▶ REQUIRED TASK 1
Replace "glasses" with "sunglasses" throughout the listing below, and write out its lines again with nothing else altered.

▶ PROVIDED PASSAGE
------------------------------------------------------------

Outside magazine, November 1995


Embraced by the Strangler Fig

Cut loose with the world's most maddeningly optimistic adventurer
By Randy Wayne White


After surviving a hideous car crash in 1980, my friend Tucker Comstock experienced a spiritual refurbishment that helped her shed society's mean limitations and jettisoned her free into a life filled with astonishments of her own choosing--a transcendent journey that would be easier to appreciate if she didn't insist on dragging the rest of us along with her.

"Gad!" I once told her. "The world was a much safer place when you were confined to a wheelchair."

"Quit whining," she replied. "Remember: The world was also a hell of a lot more boring."

It is a point that her friends won't argue. Tucker Comstock can tolerate anything but boredom. Preserved within her is a loony sanctuary of inexhaustible expectation. If something interesting hasn't happened by noon, she jumps into her Land Cruiser and goes looking for it. Any activity, no matter how ridiculous, is preferable to inaction.

------------------------------------------------------------

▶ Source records
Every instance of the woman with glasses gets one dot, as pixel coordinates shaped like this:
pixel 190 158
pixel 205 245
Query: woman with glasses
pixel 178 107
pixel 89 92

------------------------------------------------------------

▶ REQUIRED TASK 2
Write the next part of the magazine piece about Tucker Comstock, picking up after its final sentence.

▶ WRITTEN ANSWER 1
Every instance of the woman with sunglasses gets one dot, as pixel coordinates shaped like this:
pixel 190 158
pixel 205 245
Query: woman with sunglasses
pixel 178 107
pixel 89 92

▶ WRITTEN ANSWER 2
Yet even I was surprised when, not long ago, she called and invited me to climb a tree with her in a Costa Rican rainforest. "Don't say no until I've told you about it," she demanded. "This is an amazing tree. It's a hollowed out strangler fig way back in the rainforest. You climb up on the inside--70, 80 feet up. You know the best thing? There are bats in it."

Only Tucker Comstock would consider bats an attribute.

Tucker is 51 years old. She is five and a half feet tall and weighs 180 pounds. She has hair like Mary Travers and a nose like Joe Palooka. Because of the car crash (she swerved to miss a dog and hit a bridge), her right ankle and her right wrist are fused. Her balance is bad, and her mobility is limited. By her own description, the injuries cause her to walk like a bear.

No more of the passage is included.